**ACTIVITY**
Nothing but an exact copy of the data should be output.

**INPUT DATA**
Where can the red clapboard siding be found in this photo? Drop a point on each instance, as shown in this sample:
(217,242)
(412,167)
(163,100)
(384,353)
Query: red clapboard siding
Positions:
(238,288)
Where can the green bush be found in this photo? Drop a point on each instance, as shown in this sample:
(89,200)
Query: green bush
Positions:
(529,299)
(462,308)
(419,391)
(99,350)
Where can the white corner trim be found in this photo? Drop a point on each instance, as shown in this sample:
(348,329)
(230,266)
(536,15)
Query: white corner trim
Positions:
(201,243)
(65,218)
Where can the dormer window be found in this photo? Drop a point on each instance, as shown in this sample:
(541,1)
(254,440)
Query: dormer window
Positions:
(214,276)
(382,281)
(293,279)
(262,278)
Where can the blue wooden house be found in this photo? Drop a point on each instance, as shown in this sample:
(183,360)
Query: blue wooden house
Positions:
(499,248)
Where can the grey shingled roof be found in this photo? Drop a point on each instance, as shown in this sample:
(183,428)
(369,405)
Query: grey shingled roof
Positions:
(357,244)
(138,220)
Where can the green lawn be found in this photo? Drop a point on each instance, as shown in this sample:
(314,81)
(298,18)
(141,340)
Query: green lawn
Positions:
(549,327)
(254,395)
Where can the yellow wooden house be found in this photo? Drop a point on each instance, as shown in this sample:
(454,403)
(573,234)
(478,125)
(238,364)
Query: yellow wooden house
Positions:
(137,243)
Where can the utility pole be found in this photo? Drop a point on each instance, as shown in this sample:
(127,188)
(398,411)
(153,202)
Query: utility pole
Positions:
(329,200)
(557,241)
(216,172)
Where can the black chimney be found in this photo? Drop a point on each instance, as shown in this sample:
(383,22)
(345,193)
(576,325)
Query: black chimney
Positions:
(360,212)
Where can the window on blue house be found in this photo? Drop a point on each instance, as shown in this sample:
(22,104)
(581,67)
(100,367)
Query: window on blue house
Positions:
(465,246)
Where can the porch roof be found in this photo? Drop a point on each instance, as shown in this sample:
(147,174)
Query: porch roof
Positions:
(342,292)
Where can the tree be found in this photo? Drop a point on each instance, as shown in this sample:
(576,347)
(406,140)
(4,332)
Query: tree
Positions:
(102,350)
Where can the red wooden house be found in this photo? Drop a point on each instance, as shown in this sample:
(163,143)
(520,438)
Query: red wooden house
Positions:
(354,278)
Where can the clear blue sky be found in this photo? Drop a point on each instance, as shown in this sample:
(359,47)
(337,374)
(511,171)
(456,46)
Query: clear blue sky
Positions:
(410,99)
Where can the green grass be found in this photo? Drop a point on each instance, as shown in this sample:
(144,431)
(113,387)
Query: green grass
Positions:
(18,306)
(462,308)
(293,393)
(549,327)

**OUTPUT FOR THIS TASK**
Where can the red clapboard siding be found in this photo? Drop a point on each instance, as shown in this sample:
(217,242)
(412,167)
(163,100)
(384,353)
Query: red clapboard siding
Positions:
(238,288)
Where can the green bush be found in this photo? Drop a point on each instance, as shown in this sample:
(89,200)
Query: green bush
Positions:
(529,299)
(462,308)
(419,391)
(99,350)
Where can the white corner trim be found in this photo? Drop a point on each instance, as shown in this sample:
(348,329)
(230,266)
(536,15)
Query: white corner trim
Positions:
(201,243)
(65,218)
Where can the dormer window be found in this photo? Drop a point on each instance, as shown in this sample:
(541,1)
(254,440)
Query: dormer window
Positions:
(214,276)
(382,281)
(293,279)
(262,278)
Where can the blue wooden house be found in this photo? Drop a point on each instance, as shown in this sample:
(183,360)
Query: blue wooden house
Positions:
(499,248)
Where can the grey shingled roof be found in this photo? Drop a point on each instance, as shown in this sample:
(183,428)
(369,405)
Query: grey shingled roof
Positions:
(357,244)
(138,220)
Where can the green lawn be found in this photo? Drop a point on each instance, as shown in this sample:
(314,81)
(298,18)
(141,340)
Query: green lawn
Positions:
(549,327)
(254,395)
Where can the yellow wooden house be found in this photo? Drop a point on each instance, as shown in this sample:
(454,403)
(573,234)
(478,125)
(238,364)
Query: yellow wooden house
Positions:
(137,243)
Where can the utility pole be found in this photo? Drop a point on each instance, as shown in this sample:
(127,188)
(398,411)
(153,202)
Query: utility pole
Positions:
(329,200)
(557,241)
(216,172)
Where can the black chimney be found in this photo? Drop a point on each instance, as shown in this sample:
(383,22)
(345,193)
(576,325)
Query: black chimney
Positions:
(360,212)
Where can the window on blue house be found in this photo? Drop a point on each instance, as shown in this sample:
(22,104)
(581,67)
(100,367)
Query: window on blue house
Positions:
(465,246)
Where can the porch roof be found in this photo? Drop a point on each instance, as shown in this sample:
(147,174)
Query: porch roof
Positions:
(342,292)
Where can the tree be found in this photo? Drop a point on each instance, as shown in this sample:
(576,347)
(406,140)
(4,332)
Query: tree
Positions:
(102,350)
Where can the red wooden house be found in this photo? Drop a point on each instance, as shown in this sample:
(163,143)
(520,438)
Query: red wooden house
Positions:
(354,278)
Where can the clear blue sky be found in this photo? Drop a point on each instance, as shown in this sample:
(359,47)
(337,374)
(511,171)
(456,46)
Query: clear blue sky
Positions:
(410,99)
Where can the green grass be found in this photo? Drop a point on each instance, as shown in this sample:
(144,431)
(113,387)
Query: green grass
Positions:
(18,306)
(462,308)
(293,393)
(549,327)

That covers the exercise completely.